Pick out every line in the records below that contains the word "rough", and copy each of those lines in full.

- Opening Delimiter -

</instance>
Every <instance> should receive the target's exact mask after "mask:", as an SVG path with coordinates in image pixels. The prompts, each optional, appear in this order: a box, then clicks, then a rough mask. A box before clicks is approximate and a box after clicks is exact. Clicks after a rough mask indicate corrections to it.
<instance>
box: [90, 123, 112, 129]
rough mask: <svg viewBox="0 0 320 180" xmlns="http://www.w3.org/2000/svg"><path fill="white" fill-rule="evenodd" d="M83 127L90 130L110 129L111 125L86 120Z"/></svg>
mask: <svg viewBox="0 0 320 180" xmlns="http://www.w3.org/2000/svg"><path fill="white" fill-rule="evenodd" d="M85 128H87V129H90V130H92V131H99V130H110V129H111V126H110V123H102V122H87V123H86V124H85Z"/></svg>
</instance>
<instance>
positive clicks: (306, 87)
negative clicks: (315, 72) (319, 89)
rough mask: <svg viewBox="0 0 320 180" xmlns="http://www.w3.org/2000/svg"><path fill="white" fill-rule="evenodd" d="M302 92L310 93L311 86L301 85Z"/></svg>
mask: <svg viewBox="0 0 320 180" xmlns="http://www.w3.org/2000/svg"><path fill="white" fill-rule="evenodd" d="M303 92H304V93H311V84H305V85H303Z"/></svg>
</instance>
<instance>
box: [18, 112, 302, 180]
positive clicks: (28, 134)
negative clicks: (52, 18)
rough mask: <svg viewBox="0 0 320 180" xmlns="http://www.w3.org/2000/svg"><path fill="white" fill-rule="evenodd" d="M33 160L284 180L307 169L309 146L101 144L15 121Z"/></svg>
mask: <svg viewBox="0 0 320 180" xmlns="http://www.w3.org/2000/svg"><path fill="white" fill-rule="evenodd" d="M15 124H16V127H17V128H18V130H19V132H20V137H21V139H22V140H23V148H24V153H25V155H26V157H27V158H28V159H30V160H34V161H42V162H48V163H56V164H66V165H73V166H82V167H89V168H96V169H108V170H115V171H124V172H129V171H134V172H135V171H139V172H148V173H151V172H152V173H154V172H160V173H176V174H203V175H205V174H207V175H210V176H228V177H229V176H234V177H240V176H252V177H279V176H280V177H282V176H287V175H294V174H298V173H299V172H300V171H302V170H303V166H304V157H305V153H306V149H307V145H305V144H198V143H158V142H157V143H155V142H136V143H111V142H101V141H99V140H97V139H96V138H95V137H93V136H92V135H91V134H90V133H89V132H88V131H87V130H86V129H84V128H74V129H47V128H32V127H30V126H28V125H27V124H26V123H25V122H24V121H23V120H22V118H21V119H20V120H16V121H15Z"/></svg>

- Closing Delimiter -

RESPONSE BELOW>
Every <instance> should receive the target's exact mask after "mask:", as an SVG path with coordinates in image pixels. The prompts, each optional, appear in this order: a box, then clicks, then a rough mask. A box before clicks is approximate and a box after clicks is exact. Clicks after a rough mask indicate corrections to it.
rough mask: <svg viewBox="0 0 320 180" xmlns="http://www.w3.org/2000/svg"><path fill="white" fill-rule="evenodd" d="M83 127L90 130L110 129L111 125L86 120Z"/></svg>
rough mask: <svg viewBox="0 0 320 180" xmlns="http://www.w3.org/2000/svg"><path fill="white" fill-rule="evenodd" d="M302 92L310 93L311 86L301 85Z"/></svg>
rough mask: <svg viewBox="0 0 320 180" xmlns="http://www.w3.org/2000/svg"><path fill="white" fill-rule="evenodd" d="M33 160L284 180L307 169L309 146L101 144L15 121Z"/></svg>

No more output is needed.